* [THE REQUEST]: Rewrite the entries from the line containing "Can any cushion" down to the line containing "[273,107,317,189]", with "photograph" changed to "photo" and nothing else altered. Leave the pictures out of your version.

* [EXTRACTED INFORMATION]:
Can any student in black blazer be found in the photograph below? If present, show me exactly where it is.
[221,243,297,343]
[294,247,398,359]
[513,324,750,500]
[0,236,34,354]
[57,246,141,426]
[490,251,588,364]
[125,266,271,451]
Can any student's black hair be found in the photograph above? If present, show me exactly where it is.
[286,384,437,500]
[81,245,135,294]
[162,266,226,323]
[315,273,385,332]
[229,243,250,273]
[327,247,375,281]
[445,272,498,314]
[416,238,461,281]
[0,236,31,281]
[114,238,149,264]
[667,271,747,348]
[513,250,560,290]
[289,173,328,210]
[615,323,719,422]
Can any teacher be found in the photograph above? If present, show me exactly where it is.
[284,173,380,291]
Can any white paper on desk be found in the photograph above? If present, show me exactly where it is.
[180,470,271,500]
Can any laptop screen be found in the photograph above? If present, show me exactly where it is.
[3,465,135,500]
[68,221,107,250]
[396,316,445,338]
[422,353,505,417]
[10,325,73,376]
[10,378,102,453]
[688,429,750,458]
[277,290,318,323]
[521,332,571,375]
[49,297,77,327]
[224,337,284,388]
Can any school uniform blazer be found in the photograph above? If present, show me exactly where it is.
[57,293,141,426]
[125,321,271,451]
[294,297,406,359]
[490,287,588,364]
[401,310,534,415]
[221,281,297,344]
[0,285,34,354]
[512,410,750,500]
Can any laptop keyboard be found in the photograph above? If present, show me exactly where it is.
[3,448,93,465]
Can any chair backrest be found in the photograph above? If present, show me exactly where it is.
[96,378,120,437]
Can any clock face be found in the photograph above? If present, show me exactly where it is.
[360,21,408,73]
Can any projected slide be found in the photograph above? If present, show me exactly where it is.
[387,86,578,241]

---

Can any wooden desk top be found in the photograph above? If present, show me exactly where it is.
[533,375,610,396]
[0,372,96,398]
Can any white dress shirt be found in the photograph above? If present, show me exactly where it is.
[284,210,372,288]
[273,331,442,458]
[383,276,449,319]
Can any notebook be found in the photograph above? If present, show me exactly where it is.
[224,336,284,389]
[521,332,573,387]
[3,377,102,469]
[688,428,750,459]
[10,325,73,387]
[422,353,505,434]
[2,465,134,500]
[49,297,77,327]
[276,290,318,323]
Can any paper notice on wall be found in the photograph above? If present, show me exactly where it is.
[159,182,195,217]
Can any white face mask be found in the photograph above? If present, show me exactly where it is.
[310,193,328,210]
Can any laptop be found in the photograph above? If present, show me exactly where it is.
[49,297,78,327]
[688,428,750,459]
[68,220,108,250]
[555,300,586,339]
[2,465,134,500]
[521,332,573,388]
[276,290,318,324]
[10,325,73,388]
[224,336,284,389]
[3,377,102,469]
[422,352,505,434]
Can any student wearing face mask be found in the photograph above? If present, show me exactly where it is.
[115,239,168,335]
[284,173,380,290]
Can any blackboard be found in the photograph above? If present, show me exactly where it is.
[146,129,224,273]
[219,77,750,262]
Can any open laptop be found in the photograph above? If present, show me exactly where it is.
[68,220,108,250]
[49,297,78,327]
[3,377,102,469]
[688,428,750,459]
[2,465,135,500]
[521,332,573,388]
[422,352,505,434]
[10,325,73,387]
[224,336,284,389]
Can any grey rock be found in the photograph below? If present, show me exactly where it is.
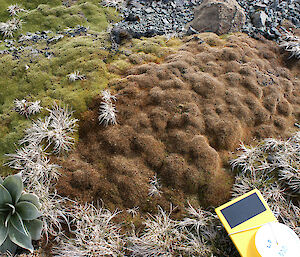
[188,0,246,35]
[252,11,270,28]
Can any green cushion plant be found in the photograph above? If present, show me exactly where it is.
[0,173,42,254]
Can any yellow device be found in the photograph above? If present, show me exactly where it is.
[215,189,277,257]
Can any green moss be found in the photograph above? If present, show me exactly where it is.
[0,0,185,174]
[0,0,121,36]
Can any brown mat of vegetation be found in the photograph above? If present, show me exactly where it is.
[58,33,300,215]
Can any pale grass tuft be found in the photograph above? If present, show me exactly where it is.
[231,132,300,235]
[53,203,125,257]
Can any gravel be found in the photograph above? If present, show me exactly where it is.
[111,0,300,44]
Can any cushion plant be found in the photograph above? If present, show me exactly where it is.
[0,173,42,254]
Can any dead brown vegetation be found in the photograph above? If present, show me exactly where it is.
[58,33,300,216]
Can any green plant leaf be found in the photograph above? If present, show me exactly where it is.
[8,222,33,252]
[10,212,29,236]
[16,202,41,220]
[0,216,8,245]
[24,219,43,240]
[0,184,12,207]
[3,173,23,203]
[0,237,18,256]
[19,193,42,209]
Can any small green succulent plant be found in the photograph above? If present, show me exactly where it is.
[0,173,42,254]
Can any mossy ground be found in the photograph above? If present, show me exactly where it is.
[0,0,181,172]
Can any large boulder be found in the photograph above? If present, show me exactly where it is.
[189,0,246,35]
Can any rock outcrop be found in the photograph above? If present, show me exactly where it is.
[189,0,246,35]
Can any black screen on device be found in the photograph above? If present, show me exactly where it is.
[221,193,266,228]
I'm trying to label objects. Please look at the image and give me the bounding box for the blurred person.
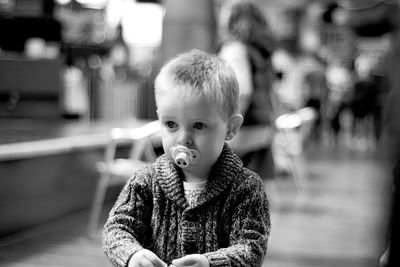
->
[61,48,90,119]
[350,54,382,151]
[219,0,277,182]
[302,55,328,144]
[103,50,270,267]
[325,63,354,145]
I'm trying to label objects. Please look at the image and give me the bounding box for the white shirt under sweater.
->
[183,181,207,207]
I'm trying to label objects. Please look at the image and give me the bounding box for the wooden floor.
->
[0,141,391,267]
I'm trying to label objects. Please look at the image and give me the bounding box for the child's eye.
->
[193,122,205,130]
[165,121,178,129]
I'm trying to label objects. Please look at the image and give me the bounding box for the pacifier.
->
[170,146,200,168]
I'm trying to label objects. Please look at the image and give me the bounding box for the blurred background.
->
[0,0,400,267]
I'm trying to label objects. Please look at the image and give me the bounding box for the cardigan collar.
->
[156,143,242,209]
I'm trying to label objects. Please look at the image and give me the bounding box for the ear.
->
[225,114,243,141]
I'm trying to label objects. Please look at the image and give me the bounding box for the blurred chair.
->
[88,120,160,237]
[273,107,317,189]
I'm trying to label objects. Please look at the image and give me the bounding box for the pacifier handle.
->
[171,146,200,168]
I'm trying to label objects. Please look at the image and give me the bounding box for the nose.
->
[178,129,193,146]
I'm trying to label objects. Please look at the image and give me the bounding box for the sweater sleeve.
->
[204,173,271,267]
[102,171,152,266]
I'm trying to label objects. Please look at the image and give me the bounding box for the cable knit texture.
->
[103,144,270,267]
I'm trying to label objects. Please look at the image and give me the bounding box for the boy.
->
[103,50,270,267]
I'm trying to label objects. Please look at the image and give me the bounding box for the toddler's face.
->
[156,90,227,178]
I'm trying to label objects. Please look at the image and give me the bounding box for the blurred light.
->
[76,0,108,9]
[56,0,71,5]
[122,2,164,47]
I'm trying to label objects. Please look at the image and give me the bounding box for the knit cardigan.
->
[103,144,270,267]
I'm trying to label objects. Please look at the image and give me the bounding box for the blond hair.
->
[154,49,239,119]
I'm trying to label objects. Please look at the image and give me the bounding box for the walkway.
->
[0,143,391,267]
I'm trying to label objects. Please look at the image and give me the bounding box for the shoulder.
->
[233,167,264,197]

==

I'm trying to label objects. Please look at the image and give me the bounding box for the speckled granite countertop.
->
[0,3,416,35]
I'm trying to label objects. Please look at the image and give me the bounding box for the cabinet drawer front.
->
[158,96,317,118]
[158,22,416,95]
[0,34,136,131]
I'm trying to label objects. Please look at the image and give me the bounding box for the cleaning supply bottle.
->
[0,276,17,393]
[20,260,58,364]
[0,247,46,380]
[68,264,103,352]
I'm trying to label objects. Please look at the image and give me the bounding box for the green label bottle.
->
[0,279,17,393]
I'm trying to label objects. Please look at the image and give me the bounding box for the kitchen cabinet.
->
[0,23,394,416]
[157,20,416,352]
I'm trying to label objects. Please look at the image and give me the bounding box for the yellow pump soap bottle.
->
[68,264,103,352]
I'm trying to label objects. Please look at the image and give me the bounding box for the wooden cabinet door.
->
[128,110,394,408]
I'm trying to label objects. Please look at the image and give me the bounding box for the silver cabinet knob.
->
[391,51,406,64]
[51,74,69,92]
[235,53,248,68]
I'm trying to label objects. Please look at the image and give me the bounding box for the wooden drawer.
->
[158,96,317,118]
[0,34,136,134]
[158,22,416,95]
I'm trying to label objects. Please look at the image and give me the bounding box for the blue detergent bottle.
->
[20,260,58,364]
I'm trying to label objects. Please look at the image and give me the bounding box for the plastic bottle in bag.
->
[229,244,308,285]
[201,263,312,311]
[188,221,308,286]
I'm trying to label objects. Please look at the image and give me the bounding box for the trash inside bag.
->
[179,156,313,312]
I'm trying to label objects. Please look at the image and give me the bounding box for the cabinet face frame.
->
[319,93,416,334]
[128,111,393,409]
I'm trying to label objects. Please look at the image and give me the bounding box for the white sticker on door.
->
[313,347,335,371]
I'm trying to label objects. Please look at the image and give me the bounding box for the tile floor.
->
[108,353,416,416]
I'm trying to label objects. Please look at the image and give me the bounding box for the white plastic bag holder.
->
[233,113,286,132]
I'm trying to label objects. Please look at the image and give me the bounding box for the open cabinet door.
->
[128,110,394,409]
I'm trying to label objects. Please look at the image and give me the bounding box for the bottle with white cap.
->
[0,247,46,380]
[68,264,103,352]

* [EXPECTED ANSWER]:
Can any cushion plant be found in the photo above? If present, show me exactly where it is.
[0,173,42,254]
Can any dead brown vegetation be found in the photo above? If present, show me exactly where it is.
[58,33,300,216]
Can any green plant leaf be found in the photo above? If present, show me exactly where it is.
[8,222,33,252]
[10,212,29,236]
[16,202,41,220]
[0,216,8,245]
[24,219,43,240]
[0,184,12,207]
[3,173,23,203]
[0,237,18,256]
[19,193,42,209]
Can any small green succulent plant be found in the photo above? If present, show me exactly where it is.
[0,173,42,254]
Can any mossy ground be found in the photo above? If present, show me exactly where it is.
[0,0,181,172]
Can any large boulder be found in the photo above? If present, show me exactly where it is.
[189,0,246,35]
Can any rock outcrop be found in the photo above? If present, show me exactly where it is.
[189,0,246,35]
Can any black screen on device be found in the photo above? If present, show me exactly where it is.
[221,193,266,228]
I'm trying to label objects. Please look at the image and give me the bounding box for the blurred person.
->
[61,48,90,119]
[350,54,382,151]
[219,0,277,182]
[302,55,328,144]
[103,50,270,267]
[325,63,354,145]
I'm trying to label objects. Please look at the image and give me the bounding box for the white shirt under sweater.
->
[183,181,207,207]
I'm trying to label objects. Please look at the image and give me the bounding box for the wooden floor.
->
[0,141,391,267]
I'm trying to label objects. Please look at the image and give me the bounding box for the child's eye.
->
[193,122,205,130]
[165,121,178,129]
I'm trying to label objects. Please look at the image and give me the bounding box for the pacifier.
->
[170,146,200,168]
I'm trying to label objects. Please look at the image and give me the bounding box for the blurred background.
->
[0,0,400,267]
I'm trying to label objects. Please look at the image and give me the bounding box for the cardigan collar.
->
[156,143,242,209]
I'm trying to label objects. Please look at the image and give me the bounding box for the ear.
->
[225,114,243,141]
I'm trying to label objects. Please look at the image and give me the bounding box for the blurred chair.
->
[88,120,160,237]
[273,107,317,189]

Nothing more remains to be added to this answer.